Start of DATA SHOWN

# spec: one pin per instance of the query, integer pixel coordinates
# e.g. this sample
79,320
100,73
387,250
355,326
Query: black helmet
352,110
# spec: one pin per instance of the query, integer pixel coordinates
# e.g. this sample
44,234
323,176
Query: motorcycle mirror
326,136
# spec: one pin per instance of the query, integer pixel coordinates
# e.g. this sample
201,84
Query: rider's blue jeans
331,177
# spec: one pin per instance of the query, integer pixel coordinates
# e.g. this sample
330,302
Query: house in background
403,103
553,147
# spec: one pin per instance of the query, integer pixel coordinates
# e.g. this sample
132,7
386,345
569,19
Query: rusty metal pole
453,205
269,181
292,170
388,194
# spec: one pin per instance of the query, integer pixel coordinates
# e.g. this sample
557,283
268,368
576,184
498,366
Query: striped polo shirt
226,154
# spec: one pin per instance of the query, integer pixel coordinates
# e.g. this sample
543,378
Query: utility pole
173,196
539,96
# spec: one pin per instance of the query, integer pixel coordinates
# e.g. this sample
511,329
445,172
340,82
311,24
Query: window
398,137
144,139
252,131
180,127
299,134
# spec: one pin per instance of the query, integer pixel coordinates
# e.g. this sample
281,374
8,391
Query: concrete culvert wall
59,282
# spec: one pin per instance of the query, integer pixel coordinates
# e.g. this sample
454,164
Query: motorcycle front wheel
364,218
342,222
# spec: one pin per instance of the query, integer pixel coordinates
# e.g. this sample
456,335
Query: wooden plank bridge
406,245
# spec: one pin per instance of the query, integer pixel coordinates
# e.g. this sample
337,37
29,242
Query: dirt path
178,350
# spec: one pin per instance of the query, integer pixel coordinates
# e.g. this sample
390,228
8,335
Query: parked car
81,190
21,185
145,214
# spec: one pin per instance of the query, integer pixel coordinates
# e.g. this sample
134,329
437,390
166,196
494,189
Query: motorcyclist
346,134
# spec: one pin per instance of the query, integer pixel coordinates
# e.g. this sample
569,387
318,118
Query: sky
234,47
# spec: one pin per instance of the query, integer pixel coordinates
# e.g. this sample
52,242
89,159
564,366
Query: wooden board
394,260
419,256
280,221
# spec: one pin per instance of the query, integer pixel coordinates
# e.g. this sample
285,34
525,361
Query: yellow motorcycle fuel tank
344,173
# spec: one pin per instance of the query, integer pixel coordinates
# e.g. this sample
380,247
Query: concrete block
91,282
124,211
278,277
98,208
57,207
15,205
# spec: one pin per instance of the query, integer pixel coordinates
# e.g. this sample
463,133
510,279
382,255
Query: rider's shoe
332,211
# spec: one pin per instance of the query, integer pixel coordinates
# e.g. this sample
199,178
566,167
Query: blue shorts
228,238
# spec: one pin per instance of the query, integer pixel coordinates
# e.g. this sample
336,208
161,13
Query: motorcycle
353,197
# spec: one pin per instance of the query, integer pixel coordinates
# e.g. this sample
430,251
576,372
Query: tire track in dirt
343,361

End of DATA SHOWN

WRITTEN REQUEST. Extract the listing in its entirety, matching it exactly.

WRITTEN RESPONSE.
# spec: one pin per instance of the query, integer pixel coordinates
# e.g. this sample
79,320
100,73
387,250
355,326
Query: black helmet
352,110
# spec: one pin per instance of the query, integer pixel coordinates
# e.g. this sample
44,234
323,176
Query: motorcycle mirror
326,136
# spec: one pin per instance of the query, integer pixel coordinates
# e.g. this sample
201,84
Query: rider's blue jeans
331,177
# spec: one pin per instance of the query, integer pixel coordinates
# e.g. this sample
330,302
Query: house in background
403,103
553,147
# spec: one pin per instance of the query, integer pixel coordinates
# e.g. this sample
132,7
386,345
569,19
Query: rusty metal pole
453,205
269,181
292,170
388,194
# spec: one pin per instance of the query, integer pixel coordinates
# e.g. this sample
557,283
268,368
576,184
498,366
Query: striped polo shirt
226,154
# spec: one pin per instance of the query, integer pixel coordinates
# e.g. this sample
543,378
Query: utility pole
173,196
539,96
# spec: one pin per instance of the query, integer pixel coordinates
# e.g. this sample
511,329
445,172
340,82
311,24
Query: window
398,137
144,139
252,131
180,127
299,134
# spec: one pin per instance of the query, integer pixel coordinates
# e.g. this sample
281,374
8,391
Query: concrete culvert wall
59,282
# spec: one pin per instance of the query, integer pixel coordinates
# e.g. this sample
454,164
Query: motorcycle front wheel
364,218
342,222
# spec: one pin per instance of the query, integer pixel coordinates
# e.g. this sample
456,335
Query: wooden plank bridge
406,245
# spec: one pin per instance of the query, integer pixel coordinates
# e.g. this sample
337,37
29,242
Query: dirt path
178,350
# spec: one pin per instance of the query, integer pixel coordinates
# e.g. this sample
390,228
8,335
Query: parked car
81,190
21,185
145,214
# spec: one pin per instance of the query, integer pixel coordinates
# e.g. this sample
134,329
437,390
166,196
494,189
Query: motorcyclist
346,134
# spec: one pin per instance of the query, integer pixel coordinates
# e.g. this sample
569,387
318,118
Query: sky
234,47
# spec: one pin per instance of the query, integer pixel coordinates
# e.g. this sample
52,242
89,159
564,366
Query: wooden board
394,260
419,256
280,221
# spec: one pin per instance of the query, integer pixel coordinates
# e.g. this sample
285,34
525,361
Query: yellow motorcycle fuel tank
344,173
# spec: one pin per instance of the query, integer pixel coordinates
# e.g. this sample
380,247
Query: concrete block
91,282
124,211
278,277
98,208
57,207
15,205
# spec: one pin per instance of the query, integer pixel coordinates
# e.g. this sample
463,133
510,279
382,255
Query: rider's shoe
332,211
# spec: one pin per instance of the query, integer pixel coordinates
# e.g. this sample
199,178
566,167
Query: blue shorts
228,238
# spec: one pin per instance of the query, integer pixel coordinates
# e.g. this sample
336,208
161,13
Query: motorcycle
353,197
# spec: one pin per instance of the query, integer pixel coordinates
# e.g. this sample
430,251
576,372
Query: tire track in dirt
343,361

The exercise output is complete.